#### Task to complete
Report every line in the listing below that contains the word "shirt", copying each such line in full.

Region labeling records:
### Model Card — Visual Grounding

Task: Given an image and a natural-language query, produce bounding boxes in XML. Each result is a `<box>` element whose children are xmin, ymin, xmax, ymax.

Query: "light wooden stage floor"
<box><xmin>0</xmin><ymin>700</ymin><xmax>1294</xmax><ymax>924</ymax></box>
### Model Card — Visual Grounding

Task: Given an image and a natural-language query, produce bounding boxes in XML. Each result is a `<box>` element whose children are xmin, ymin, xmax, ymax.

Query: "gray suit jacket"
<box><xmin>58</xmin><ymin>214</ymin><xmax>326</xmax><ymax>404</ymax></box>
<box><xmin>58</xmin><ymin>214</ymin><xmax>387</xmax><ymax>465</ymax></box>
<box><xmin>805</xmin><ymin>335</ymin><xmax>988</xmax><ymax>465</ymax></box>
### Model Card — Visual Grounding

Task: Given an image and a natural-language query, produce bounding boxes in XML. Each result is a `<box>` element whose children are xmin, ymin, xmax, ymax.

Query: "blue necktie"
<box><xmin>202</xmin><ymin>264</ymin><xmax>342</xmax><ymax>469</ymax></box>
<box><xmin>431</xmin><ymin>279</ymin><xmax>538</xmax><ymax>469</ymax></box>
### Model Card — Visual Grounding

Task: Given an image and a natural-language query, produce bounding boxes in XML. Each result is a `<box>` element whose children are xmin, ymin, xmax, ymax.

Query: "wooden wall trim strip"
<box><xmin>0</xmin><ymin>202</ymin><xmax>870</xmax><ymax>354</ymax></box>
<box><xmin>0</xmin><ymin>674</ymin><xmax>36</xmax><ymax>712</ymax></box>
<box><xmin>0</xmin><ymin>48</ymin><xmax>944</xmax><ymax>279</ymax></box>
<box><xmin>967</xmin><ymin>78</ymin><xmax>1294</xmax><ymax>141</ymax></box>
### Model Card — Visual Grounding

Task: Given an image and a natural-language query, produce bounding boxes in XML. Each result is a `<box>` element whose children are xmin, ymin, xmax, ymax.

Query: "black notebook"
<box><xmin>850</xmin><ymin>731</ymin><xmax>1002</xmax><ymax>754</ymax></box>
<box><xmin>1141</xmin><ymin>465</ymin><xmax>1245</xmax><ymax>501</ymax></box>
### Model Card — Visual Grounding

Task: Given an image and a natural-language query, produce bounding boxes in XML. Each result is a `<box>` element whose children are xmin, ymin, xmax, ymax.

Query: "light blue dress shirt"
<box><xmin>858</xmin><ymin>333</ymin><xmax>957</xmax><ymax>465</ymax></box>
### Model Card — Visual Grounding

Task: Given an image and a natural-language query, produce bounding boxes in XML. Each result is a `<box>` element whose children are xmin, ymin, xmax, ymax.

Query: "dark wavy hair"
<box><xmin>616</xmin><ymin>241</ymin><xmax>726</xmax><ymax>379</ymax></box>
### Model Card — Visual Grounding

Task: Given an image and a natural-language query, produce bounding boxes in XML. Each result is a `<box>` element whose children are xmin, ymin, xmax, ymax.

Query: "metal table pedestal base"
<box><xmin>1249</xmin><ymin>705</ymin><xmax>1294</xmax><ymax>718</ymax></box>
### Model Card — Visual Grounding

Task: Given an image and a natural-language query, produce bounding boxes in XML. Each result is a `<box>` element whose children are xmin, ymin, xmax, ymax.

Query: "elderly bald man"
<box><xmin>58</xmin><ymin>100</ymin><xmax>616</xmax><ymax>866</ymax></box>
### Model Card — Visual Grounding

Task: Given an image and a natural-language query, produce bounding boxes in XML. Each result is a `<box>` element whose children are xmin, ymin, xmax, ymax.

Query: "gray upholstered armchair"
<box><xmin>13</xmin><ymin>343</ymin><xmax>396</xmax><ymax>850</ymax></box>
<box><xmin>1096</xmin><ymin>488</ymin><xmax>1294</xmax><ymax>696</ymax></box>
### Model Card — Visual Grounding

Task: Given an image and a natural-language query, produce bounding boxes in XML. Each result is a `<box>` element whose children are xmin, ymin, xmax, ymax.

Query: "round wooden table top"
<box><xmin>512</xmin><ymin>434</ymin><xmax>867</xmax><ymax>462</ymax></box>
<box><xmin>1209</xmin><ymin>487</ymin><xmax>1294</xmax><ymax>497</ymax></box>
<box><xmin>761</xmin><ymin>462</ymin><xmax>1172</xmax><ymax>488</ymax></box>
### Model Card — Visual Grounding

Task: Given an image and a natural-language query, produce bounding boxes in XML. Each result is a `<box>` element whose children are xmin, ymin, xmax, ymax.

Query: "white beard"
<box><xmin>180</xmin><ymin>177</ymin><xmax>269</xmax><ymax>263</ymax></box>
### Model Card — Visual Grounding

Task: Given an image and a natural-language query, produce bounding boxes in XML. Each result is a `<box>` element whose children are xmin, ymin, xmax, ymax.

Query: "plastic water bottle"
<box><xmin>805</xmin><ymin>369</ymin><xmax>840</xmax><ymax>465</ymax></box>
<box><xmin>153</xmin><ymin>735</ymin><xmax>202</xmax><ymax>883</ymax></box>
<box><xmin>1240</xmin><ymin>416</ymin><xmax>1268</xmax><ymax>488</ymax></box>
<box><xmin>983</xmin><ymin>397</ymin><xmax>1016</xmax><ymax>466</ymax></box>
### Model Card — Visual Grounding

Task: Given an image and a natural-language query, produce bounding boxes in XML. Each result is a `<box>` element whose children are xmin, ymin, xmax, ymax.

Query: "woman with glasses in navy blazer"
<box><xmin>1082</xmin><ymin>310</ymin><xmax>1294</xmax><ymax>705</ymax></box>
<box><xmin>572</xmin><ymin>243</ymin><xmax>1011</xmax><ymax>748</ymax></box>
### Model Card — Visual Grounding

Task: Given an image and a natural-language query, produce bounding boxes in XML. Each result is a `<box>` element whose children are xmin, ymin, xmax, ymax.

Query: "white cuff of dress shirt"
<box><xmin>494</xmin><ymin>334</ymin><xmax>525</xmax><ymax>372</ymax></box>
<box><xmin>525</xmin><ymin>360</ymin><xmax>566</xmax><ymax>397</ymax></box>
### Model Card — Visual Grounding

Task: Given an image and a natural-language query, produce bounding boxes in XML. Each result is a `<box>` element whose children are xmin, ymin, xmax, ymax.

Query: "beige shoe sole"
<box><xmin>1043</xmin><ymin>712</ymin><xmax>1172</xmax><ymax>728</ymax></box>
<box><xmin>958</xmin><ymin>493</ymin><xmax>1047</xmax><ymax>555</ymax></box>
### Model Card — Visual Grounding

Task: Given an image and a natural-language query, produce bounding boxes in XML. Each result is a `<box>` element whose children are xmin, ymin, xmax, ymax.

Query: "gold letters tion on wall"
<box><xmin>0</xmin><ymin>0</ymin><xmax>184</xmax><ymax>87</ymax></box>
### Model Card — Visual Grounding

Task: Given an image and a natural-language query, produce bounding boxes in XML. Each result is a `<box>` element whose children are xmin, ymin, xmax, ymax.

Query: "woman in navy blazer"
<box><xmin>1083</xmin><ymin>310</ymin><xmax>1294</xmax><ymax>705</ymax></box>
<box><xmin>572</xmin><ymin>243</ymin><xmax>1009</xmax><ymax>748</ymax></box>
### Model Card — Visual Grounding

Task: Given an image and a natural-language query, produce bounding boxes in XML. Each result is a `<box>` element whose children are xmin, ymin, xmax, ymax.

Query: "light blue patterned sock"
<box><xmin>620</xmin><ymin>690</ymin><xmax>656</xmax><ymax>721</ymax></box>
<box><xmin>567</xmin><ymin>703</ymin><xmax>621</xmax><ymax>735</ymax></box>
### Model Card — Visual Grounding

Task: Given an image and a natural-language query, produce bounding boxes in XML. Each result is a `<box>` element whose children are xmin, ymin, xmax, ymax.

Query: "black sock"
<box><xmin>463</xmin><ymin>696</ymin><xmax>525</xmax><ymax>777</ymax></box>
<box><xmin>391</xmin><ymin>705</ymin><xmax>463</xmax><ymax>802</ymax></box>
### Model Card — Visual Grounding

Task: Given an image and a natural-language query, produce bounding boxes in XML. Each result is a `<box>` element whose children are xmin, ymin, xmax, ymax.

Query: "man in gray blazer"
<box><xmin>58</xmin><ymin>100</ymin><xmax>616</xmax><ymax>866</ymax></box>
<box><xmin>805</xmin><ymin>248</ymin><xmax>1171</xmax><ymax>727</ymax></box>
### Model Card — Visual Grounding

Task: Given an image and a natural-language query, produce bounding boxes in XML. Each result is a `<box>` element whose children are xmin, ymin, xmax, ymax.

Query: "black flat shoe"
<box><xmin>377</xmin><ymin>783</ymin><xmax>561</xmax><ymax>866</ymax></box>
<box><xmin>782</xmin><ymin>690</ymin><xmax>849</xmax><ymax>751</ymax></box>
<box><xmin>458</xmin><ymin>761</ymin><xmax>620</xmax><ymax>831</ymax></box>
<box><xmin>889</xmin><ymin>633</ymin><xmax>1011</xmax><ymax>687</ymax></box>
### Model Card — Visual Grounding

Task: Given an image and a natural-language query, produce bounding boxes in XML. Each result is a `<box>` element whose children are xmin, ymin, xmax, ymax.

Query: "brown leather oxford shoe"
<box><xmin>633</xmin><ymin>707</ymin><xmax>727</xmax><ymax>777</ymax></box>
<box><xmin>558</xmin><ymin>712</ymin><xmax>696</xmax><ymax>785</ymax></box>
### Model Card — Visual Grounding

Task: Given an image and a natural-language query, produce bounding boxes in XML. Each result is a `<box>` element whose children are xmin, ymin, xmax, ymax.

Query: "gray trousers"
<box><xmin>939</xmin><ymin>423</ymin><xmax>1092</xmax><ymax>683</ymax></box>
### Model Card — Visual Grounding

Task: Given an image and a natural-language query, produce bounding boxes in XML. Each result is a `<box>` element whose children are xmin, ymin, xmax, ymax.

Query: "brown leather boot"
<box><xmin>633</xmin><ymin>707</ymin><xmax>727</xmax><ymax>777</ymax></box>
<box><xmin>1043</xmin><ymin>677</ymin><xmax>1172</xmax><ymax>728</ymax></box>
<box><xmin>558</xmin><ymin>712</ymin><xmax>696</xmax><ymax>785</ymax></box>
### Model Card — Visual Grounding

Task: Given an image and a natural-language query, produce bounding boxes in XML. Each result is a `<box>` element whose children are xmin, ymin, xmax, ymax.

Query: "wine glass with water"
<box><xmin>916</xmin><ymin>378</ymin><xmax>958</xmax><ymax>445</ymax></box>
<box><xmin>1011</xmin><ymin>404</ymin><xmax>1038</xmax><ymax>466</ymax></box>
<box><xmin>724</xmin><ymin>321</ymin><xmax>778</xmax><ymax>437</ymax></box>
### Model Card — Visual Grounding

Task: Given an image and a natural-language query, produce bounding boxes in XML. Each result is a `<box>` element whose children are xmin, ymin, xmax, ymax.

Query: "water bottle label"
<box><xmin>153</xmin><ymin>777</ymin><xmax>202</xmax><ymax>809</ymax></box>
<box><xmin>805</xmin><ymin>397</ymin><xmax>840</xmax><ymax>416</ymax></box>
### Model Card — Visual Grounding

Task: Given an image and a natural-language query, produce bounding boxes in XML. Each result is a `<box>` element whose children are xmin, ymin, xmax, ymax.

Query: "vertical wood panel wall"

#### Correct result
Query: "light blue dress shirt"
Query: "white cuff of dress shirt"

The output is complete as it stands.